— BEGIN —
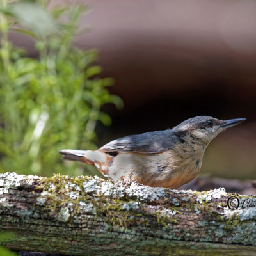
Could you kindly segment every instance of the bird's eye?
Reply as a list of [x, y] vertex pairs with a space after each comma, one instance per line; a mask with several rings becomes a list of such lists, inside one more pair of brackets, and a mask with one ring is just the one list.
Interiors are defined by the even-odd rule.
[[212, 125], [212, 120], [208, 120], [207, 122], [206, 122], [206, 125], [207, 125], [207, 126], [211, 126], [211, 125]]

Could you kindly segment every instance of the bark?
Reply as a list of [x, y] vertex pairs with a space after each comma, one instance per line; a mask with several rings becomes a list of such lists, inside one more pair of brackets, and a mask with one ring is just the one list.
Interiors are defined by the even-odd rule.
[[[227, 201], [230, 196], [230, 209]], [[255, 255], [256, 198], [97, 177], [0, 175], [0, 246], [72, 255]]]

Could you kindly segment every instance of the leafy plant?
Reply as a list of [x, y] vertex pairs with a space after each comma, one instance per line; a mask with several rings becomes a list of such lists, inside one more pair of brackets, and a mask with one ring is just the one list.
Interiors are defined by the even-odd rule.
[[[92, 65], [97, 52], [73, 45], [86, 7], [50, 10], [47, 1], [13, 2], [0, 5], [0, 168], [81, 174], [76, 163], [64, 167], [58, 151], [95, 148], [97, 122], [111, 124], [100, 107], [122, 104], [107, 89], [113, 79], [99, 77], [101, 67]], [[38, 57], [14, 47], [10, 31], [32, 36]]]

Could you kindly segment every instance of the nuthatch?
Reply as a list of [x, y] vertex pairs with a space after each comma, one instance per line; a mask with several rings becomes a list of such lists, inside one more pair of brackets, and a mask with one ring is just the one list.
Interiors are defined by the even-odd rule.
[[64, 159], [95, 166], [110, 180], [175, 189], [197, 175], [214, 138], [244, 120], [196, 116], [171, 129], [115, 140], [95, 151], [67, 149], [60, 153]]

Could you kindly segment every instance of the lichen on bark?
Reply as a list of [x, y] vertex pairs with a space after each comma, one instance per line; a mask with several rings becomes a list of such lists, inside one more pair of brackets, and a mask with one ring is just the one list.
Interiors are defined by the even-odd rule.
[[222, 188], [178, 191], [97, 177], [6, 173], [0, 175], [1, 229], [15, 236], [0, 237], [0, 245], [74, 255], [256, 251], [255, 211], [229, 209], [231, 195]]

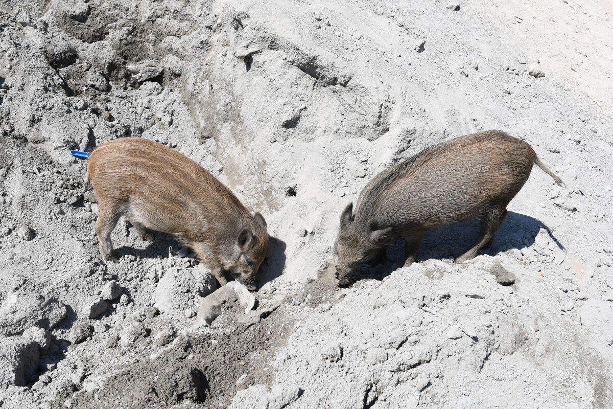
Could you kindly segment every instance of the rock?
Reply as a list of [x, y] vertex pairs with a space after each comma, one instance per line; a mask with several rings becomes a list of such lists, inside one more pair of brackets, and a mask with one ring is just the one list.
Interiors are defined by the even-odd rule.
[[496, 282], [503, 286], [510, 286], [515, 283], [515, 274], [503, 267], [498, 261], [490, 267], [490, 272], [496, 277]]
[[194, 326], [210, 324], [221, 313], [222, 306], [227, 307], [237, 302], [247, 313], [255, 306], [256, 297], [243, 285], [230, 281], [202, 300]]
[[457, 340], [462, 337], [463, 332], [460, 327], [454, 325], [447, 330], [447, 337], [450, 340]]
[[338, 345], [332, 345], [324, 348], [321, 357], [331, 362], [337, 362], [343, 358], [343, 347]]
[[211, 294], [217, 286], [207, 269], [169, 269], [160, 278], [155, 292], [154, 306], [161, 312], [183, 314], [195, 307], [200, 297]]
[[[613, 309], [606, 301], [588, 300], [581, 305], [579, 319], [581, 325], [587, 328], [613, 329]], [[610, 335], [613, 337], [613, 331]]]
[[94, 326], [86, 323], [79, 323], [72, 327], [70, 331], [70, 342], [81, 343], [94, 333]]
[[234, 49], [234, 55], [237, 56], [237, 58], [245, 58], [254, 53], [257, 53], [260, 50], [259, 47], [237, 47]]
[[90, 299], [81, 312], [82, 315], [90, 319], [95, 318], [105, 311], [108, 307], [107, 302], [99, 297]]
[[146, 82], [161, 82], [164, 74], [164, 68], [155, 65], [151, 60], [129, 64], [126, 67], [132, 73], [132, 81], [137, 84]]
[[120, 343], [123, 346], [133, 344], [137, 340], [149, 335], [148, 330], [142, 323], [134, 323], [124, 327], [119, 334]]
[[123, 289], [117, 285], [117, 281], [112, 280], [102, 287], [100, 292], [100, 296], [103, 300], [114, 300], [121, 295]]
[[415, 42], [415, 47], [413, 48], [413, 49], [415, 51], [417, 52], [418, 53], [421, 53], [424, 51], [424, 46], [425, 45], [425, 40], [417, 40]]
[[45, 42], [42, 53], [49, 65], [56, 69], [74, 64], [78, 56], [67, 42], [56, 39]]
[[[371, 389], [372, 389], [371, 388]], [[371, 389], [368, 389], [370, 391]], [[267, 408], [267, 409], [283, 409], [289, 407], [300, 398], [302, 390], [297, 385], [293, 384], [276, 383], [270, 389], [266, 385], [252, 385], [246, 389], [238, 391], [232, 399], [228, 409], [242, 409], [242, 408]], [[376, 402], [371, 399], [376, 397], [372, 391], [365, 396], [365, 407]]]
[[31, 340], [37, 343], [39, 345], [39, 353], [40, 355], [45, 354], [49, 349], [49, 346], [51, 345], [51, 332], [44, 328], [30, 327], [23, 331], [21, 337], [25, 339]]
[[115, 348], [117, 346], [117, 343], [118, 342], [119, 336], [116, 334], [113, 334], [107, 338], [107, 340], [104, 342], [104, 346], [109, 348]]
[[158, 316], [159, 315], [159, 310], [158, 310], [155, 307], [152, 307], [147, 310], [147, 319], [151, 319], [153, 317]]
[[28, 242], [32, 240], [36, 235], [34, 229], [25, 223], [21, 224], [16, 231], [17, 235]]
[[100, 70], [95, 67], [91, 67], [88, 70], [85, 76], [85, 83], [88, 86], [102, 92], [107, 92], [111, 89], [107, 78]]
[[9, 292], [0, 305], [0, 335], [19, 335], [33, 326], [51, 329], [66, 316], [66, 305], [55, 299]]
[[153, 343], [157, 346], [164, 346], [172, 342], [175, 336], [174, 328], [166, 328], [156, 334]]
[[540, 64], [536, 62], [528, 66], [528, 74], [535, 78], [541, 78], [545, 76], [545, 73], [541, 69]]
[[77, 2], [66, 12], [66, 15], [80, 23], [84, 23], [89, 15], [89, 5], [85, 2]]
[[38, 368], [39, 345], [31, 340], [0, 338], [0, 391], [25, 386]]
— END —
▸ Given instruction
Find every line of the material that contains the word "Could" and copy each of those lines in full.

▸ The solution
Could you kindly segment every instance of the bird's eye?
Could you kindly segment every instance of the bark?
Could you kindly segment every instance of the leafy plant?
Could you kindly segment every instance of the nuthatch?
Could you kindly segment every instance of the lichen on bark?
Could you kindly segment every instance of the rock?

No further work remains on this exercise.